FRAGMENT DOKUMENTU

------------------------------------------------------------

Alarmowała ws. Wuhan. Teraz walczy o życie
Dramatyczna sytuacja dziennikarki obywatelskiej Zhang Zhan. Kobieta została skazana w grudniu ub.r. na cztery lata więzienia za opisywanie sytuacji w Wuhanie. Teraz jej rodzina alarmuje, że walczy o życie.
"Zhang ma 177 cm wzrostu, obecnie waży mniej niż 40 kg. Może nie przetrwać nadchodzącej mroźnej zimy. (...) Mam nadzieję, że świat ją zapamięta" - napisał na Twitterze brat dziennikarki Zhang Ju.
Kobieta na samym początku pandemii informował o sytuacji w Wuhan. Została za to skazana na cztery lata więzienia.
W więzieniu Zhang Zhan w lipcu 2020 r. rozpoczęła głodówkę w proteście przeciwko swojemu uwięzieniu. Była karmiona siłą, ale też w ramach kary zakuto ją na trzy miesiące w kajdany.
Jak relacjonuje brat kobiety, pod koniec lipca 2021 roku dziennikarka została przyjęta do szpitala z powodu skrajnego niedożywienia, wróciła jednak do więzienia, w którym kontynuowała częściową głodówkę mimo poważnego zagrożenia dla własnego zdrowia.
Stan zdrowia Zhang Zhan bardzo się pogorszył. "Więziona kobieta może umrzeć, jeżeli nie zostanie natychmiast zwolniona i poddana leczeniu" - informuje Amnesty International.
Zhang Zhan w Wuhan
Zhang to była prawniczka z Szanghaju. Do Wuhan trafiła w lutym 2020 r., by relacjonować w mediach społecznościowych sytuację. Sprawy komentowała także na Twitterze i YouTube, które są w Chinach zablokowane.
Kwestionowała prawdziwość oficjalnych informacji na temat skali epidemii COVID-19.
Szanghajska policja zatrzymała Zhang w połowie maja pod zarzutem "wszczynania kłótni i wywoływania kłopotów".

------------------------------------------------------------

PRZEDSTAWIONE DANE
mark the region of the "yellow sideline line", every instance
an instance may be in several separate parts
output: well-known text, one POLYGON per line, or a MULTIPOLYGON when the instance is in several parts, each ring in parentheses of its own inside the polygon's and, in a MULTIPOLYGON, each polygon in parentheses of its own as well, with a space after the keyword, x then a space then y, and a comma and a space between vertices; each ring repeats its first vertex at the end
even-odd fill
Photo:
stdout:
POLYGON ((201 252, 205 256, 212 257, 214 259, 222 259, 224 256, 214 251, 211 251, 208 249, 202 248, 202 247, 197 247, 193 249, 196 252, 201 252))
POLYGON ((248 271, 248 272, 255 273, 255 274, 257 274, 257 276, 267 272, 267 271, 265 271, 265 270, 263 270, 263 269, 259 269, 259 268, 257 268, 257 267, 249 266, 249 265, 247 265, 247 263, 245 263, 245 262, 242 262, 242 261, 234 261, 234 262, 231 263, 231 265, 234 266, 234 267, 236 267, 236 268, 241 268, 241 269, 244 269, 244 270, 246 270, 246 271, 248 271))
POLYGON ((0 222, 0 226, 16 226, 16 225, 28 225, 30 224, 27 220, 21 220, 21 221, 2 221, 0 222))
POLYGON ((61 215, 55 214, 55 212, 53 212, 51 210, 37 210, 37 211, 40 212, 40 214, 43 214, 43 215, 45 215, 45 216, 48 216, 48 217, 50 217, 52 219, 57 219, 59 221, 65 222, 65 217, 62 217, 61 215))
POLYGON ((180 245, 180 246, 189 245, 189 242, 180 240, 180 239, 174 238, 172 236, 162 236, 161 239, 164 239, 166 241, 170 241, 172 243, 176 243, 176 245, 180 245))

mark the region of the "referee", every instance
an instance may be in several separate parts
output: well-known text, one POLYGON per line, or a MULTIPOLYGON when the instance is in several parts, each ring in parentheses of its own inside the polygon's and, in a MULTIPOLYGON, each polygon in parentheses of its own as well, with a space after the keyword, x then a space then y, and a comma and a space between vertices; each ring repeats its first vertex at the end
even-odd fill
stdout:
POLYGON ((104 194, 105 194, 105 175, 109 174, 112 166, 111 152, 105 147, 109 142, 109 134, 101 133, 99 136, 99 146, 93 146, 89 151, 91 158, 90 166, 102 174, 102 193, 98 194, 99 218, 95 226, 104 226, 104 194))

------------------------------------------------------------

ANALIZA MATERIAŁU
1. Przepisz dosłownie fragment artykułu o Zhang Zhan, zaczynając od słów "Jak relacjonuje brat" i kończąc na słowach "w Chinach zablokowane.".
2. Pod jakim zarzutem, zgodnie z artykułem o Zhang Zhan, zatrzymała ją szanghajska policja?
3. Wyjaśnij, dlaczego według artykułu o Zhang Zhan dziennikarka rozpoczęła w więzieniu głodówkę.

ROZWIĄZANE ZADANIA
1.
Jak relacjonuje brat kobiety, pod koniec lipca 2021 roku dziennikarka została przyjęta do szpitala z powodu skrajnego niedożywienia, wróciła jednak do więzienia, w którym kontynuowała częściową głodówkę mimo poważnego zagrożenia dla własnego zdrowia.
Stan zdrowia Zhang Zhan bardzo się pogorszył. "Więziona kobieta może umrzeć, jeżeli nie zostanie natychmiast zwolniona i poddana leczeniu" - informuje Amnesty International.
Zhang Zhan w Wuhan
Zhang to była prawniczka z Szanghaju. Do Wuhan trafiła w lutym 2020 r., by relacjonować w mediach społecznościowych sytuację. Sprawy komentowała także na Twitterze i YouTube, które są w Chinach zablokowane.

2. Pod zarzutem „wszczynania kłótni i wywoływania kłopotów”.

3. Zhang Zhan rozpoczęła głodówkę w lipcu 2020 r. w proteście przeciwko swojemu uwięzieniu.